### [Brief 1]
Print the passage of the avian flu report from "Via CIDRAP, Lisa" up to and including "so far to 66.", copying it word for word.
### [Brief 2]
Carry on the avian flu report from the point where it stops.

Via CIDRAP, Lisa Schnirring writes: Avian flu strikes more flocks in France, Nigeria, Taiwan. Excerpt:
France's agriculture ministry today announced another highly pathogenic H5 avian flu outbreak in poultry, affecting another new area in the southwestern part of the country, raising the total so far to 66.
Elsewhere, Nigeria reported four more H5N1 outbreaks in its poultry sector, Taiwan reported 10 more outbreaks from two different highly pathogenic strains, and Hong Kong reported that tests on a dead egret yielded H5N6, the same strain that recently sickened two women—one of them fatally—in southern China.
H5N1 causes latest French outbreak
The pace of France's outbreaks has slowed since the events began in late November, but the country continues to report sporadic detections, with the 63rd and 64th outbreaks reported at the end of December in Dordogne and Gers, two departments that had earlier been affected by the virus.

### [Extracted records]
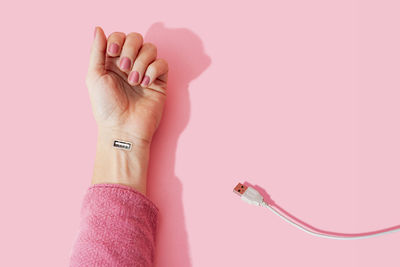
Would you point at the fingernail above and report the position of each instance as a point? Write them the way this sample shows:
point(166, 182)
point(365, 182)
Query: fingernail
point(133, 77)
point(146, 80)
point(125, 63)
point(113, 48)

### [Final answer 1]
Via CIDRAP, Lisa Schnirring writes: Avian flu strikes more flocks in France, Nigeria, Taiwan. Excerpt:
France's agriculture ministry today announced another highly pathogenic H5 avian flu outbreak in poultry, affecting another new area in the southwestern part of the country, raising the total so far to 66.

### [Final answer 2]
The most recent update from France's agriculture ministry said the outbreak total stands at 66 today, apparently due to another detection in Landes for which no details were provided.
French officials said the first outbreak in Lot department—the country's 65th—occurred at a farm in the town of Miers that housed 260 Guinea fowl, 280 ducks, 650 chickens, and 60 broiler hens, according to an official statement translated and posted by Avian Flu Diary, an infectious disease news blog. It involved the H5N1 strain.
France's outbreaks have been caused by a new highly pathogenic Eurasian H5N1 strain, as well as H5N2 and H5N9.